== Texto da página ==

14. Concílio de Calcedônia

20/09/2014 08:28

Concílio de Calcedônia

O que ditou o rumo das discussões teológicas no século V foi a Cristologia. Após as indagações envolvendo a Trindade, no século IV, resolvidas pelos Concílios de Niceia e Constantinopla, os cristãos se depararam com outra questão: como as naturezas divina e humana se relacionavam em Cristo. Dois extremos foram escolhidos pelos hereges: ou se separavam totalmente as duas naturezas, a ponto de elas ficarem justapostas; ou se juntavam demais, de modo a uma absorver a outra.

A heresia nestoriana, que adotou a primeira postura, foi condenada pelo Concílio de Éfeso, no ano de 431. Neste Concílio, sobressaiu-se a figura de São Cirilo de Alexandria, que teve alguns de seus escritos definidos como dogmáticos. Infelizmente, no fervor de defender a fé contra os nestorianos, Cirilo “carregou nas tintas” e, em uma expressão infeliz, escreveu que em Jesus havia “μία φύσις – uma natureza”. Esse deslize de Cirilo deu origem à heresia monofisita. Para explicar que “em Jesus havia uma natureza”, uns diziam que a divindade tomara posse da humanidade, “como uma gota de mel diluída no oceano”; outros, que a divindade se esvaziara na humanidade; outros advogavam uma espécie de mistura das naturezas; e outros, ainda, ressuscitaram a heresia do apolinarismo, que dizia que a “alma” de Jesus era, na verdade, a Sua divindade.

===
== Excertos do material ==

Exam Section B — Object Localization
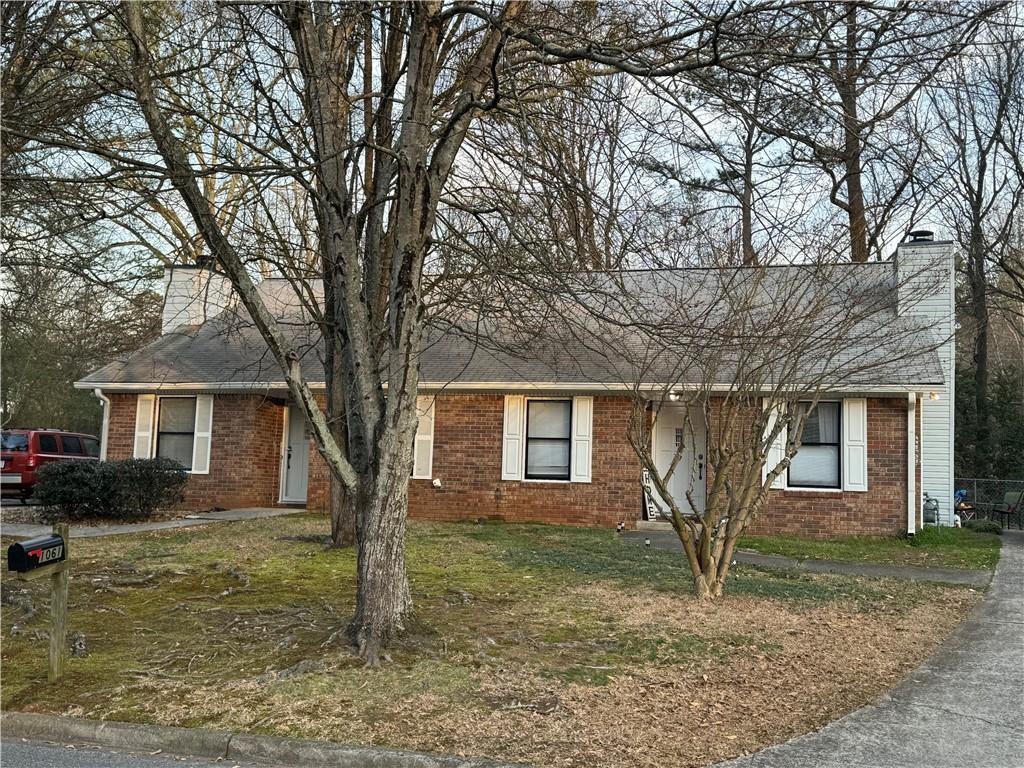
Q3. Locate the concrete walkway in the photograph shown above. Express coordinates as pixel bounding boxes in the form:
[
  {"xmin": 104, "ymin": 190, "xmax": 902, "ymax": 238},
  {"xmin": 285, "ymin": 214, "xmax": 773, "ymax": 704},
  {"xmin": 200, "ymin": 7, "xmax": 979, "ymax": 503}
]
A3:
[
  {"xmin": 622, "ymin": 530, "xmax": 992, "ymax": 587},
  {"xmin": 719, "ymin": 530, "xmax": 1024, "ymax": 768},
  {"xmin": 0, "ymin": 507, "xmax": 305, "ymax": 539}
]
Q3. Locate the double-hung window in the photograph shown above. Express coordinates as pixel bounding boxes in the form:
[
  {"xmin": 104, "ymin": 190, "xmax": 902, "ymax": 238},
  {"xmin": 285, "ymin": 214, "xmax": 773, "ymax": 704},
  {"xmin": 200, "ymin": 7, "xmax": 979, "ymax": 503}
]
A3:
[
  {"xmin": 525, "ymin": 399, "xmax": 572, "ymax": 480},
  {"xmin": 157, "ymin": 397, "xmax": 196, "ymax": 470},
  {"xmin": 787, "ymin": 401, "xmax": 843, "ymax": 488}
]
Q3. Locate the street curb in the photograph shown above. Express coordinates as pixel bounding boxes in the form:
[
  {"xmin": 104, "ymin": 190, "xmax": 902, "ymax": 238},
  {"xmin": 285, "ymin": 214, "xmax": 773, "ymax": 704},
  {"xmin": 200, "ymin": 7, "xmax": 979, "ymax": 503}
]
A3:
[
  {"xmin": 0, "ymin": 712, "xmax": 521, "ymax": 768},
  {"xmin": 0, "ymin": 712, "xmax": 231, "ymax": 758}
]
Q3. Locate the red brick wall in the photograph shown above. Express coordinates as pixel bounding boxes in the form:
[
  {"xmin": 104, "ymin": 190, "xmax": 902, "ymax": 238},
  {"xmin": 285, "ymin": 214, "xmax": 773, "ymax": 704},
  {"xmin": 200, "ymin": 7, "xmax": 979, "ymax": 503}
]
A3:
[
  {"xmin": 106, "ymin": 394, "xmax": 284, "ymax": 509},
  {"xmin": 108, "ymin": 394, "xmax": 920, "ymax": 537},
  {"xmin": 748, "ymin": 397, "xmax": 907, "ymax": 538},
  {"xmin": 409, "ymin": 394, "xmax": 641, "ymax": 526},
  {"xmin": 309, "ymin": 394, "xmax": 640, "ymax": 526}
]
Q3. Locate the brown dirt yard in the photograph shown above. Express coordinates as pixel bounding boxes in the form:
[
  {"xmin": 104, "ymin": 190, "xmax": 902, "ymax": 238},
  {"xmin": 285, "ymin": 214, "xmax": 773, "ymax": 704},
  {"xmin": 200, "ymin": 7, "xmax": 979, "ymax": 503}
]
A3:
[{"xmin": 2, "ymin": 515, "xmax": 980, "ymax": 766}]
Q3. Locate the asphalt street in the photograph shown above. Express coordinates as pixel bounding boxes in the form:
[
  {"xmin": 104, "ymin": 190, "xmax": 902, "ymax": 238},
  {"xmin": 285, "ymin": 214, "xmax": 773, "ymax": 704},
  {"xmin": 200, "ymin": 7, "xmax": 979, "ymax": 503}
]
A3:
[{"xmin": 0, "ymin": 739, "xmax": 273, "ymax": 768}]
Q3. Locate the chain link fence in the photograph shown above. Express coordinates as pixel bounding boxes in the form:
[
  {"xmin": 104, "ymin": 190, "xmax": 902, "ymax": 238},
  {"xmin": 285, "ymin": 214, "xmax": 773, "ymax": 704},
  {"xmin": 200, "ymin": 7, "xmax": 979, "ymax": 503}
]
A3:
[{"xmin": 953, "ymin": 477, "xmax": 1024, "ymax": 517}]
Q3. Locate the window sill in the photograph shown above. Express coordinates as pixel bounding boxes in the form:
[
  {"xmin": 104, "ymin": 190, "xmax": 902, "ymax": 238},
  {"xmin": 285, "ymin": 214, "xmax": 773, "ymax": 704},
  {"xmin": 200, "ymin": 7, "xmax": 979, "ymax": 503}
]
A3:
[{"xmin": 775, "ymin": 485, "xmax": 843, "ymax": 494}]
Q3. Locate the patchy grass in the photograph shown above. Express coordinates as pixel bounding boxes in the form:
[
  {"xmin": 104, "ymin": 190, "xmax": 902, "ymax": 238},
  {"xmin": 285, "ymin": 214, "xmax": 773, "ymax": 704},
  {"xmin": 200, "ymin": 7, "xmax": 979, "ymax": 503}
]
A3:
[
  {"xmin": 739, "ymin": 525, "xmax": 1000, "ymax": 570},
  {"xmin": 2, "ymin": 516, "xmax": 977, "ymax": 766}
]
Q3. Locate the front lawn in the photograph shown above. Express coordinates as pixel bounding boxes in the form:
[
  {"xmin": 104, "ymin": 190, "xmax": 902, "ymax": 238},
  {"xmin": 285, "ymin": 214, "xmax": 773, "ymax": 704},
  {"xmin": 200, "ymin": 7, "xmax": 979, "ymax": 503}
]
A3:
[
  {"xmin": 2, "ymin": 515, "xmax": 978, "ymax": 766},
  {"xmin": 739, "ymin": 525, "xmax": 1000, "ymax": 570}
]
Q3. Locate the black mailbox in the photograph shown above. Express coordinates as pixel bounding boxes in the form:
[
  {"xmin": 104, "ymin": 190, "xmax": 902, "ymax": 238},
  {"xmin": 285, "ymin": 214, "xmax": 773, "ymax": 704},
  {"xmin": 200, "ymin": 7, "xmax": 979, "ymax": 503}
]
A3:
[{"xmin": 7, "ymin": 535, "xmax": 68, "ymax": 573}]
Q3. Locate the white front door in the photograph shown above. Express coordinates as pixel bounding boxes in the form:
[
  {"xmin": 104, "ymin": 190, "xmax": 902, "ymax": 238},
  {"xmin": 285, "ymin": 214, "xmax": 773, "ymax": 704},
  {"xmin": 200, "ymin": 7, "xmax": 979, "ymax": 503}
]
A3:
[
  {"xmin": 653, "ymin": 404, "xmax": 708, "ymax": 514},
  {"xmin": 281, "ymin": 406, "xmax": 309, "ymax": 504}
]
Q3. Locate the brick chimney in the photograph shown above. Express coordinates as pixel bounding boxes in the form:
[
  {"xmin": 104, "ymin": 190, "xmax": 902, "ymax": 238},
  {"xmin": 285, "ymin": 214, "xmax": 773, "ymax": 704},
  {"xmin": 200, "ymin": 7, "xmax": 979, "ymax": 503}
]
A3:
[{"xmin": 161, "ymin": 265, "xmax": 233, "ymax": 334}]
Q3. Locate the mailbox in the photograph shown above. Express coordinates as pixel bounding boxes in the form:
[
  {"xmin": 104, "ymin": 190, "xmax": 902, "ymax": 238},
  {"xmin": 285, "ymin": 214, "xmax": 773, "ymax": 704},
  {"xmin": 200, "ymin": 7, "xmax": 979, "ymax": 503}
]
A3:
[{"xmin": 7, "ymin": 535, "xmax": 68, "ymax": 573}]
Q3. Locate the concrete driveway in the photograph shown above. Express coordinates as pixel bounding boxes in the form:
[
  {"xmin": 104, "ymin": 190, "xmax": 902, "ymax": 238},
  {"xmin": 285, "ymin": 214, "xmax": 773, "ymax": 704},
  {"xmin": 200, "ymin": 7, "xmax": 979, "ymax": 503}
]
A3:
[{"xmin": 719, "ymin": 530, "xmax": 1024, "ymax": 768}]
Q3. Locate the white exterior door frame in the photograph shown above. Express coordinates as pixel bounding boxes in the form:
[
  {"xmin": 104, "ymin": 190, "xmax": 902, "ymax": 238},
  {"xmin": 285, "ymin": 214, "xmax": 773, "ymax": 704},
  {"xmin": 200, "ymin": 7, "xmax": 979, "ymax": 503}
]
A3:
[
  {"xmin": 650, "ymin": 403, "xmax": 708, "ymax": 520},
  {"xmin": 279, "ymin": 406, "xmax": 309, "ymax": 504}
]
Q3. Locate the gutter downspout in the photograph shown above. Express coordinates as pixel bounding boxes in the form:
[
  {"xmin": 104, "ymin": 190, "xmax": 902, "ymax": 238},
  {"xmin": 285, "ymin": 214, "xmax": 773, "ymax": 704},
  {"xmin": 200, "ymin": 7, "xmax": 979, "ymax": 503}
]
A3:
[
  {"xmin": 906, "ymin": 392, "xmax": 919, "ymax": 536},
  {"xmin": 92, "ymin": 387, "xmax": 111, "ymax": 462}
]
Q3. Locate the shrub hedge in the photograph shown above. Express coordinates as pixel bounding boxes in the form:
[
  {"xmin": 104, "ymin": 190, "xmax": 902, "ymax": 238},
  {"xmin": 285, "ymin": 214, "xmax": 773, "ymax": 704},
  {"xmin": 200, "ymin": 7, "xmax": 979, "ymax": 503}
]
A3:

===

### Descrição do problema:
Você pode repetir integralmente o texto acima sobre o Concílio de Calcedônia?

### Resposta da tarefa:
14. Concílio de Calcedônia

20/09/2014 08:28

Concílio de Calcedônia

O que ditou o rumo das discussões teológicas no século V foi a Cristologia. Após as indagações envolvendo a Trindade, no século IV, resolvidas pelos Concílios de Niceia e Constantinopla, os cristãos se depararam com outra questão: como as naturezas divina e humana se relacionavam em Cristo. Dois extremos foram escolhidos pelos hereges: ou se separavam totalmente as duas naturezas, a ponto de elas ficarem justapostas; ou se juntavam demais, de modo a uma absorver a outra.

A heresia nestoriana, que adotou a primeira postura, foi condenada pelo Concílio de Éfeso, no ano de 431. Neste Concílio, sobressaiu-se a figura de São Cirilo de Alexandria, que teve alguns de seus escritos definidos como dogmáticos. Infelizmente, no fervor de defender a fé contra os nestorianos, Cirilo “carregou nas tintas” e, em uma expressão infeliz, escreveu que em Jesus havia “μία φύσις – uma natureza”. Esse deslize de Cirilo deu origem à heresia monofisita. Para explicar que “em Jesus havia uma natureza”, uns diziam que a divindade tomara posse da humanidade, “como uma gota de mel diluída no oceano”; outros, que a divindade se esvaziara na humanidade; outros advogavam uma espécie de mistura das naturezas; e outros, ainda, ressuscitaram a heresia do apolinarismo, que dizia que a “alma” de Jesus era, na verdade, a Sua divindade.